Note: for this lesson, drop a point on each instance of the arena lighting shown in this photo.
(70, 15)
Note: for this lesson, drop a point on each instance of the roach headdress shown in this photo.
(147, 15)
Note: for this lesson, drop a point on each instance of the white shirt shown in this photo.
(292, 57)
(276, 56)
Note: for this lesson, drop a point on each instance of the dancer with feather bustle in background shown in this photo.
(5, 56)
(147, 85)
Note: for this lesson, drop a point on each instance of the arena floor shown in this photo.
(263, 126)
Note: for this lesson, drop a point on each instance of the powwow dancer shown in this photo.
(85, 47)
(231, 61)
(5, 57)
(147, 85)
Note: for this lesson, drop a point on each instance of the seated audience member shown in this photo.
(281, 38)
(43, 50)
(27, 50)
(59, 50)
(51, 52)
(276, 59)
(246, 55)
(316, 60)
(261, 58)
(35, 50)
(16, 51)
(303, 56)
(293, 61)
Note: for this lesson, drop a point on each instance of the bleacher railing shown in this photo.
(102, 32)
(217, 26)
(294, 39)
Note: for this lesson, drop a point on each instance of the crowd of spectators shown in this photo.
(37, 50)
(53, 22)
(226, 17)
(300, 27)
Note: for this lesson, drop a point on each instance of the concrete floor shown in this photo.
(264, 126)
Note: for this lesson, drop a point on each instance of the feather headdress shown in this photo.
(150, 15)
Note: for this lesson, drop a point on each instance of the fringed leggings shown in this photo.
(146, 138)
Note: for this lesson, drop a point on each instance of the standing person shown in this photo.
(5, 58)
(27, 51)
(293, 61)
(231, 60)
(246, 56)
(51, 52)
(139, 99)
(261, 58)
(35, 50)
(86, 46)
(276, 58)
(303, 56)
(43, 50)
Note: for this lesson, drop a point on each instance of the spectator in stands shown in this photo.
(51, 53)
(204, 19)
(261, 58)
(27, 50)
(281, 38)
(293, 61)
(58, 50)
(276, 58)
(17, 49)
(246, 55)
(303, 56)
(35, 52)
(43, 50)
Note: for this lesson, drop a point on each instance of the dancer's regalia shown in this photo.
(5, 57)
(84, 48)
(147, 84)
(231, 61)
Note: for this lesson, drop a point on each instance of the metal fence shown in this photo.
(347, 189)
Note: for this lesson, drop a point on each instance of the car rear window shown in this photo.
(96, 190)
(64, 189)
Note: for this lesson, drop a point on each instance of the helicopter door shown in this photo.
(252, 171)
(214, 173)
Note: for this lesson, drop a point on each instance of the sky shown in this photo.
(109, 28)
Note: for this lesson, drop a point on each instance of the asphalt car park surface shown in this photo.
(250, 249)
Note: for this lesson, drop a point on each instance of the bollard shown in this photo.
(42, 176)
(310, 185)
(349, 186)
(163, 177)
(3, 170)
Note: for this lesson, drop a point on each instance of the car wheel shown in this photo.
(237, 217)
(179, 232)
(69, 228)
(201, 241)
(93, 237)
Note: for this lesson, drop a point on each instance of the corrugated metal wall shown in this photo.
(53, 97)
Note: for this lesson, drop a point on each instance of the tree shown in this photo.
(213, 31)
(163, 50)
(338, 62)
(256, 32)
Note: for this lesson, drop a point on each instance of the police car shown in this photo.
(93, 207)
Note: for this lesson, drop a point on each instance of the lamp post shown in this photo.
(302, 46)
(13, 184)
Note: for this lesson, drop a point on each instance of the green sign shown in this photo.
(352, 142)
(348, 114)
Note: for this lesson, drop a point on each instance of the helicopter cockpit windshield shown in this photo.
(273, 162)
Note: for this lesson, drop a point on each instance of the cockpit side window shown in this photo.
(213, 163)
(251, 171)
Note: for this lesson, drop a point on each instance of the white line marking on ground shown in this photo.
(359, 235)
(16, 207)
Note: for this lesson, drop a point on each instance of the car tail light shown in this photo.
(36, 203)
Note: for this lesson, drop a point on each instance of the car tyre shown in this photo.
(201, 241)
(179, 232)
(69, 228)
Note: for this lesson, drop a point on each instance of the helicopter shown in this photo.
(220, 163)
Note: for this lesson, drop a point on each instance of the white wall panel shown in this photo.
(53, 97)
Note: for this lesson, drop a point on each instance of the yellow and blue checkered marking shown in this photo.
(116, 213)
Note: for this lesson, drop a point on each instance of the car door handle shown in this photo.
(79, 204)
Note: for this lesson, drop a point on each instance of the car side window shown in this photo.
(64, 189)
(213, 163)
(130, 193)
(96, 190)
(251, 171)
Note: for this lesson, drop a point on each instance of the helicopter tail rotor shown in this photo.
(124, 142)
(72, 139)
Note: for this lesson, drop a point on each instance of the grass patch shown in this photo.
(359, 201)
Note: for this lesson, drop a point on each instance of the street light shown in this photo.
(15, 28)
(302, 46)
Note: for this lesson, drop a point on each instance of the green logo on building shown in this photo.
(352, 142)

================================

** YOUR TASK **
Rewrite every line of the entries above, starting at the line that contains "handle shown in this photo." and ending at the final line of the entries. Offset each x and y coordinate in the answer points by 97, and keep all other text unchanged.

** TASK ANSWER **
Note: for this lesson, drop a point on each instance of the car door handle shown in this photo.
(176, 301)
Note: for this lesson, drop a point on each instance of the car side window shown in this photo.
(161, 286)
(310, 260)
(227, 290)
(193, 287)
(348, 268)
Note: for this lesson, drop a point on each instance of the helicopter tail rotor shown in this photo.
(221, 239)
(169, 236)
Note: for this lesson, drop a point on each instance of the grass patch shown in this photo.
(456, 298)
Note: for this lesson, drop a point on each instance of the street light shown in this photo.
(112, 125)
(399, 143)
Note: for this lesson, drop a point on each instance of the green logo on building shown in this photo.
(449, 239)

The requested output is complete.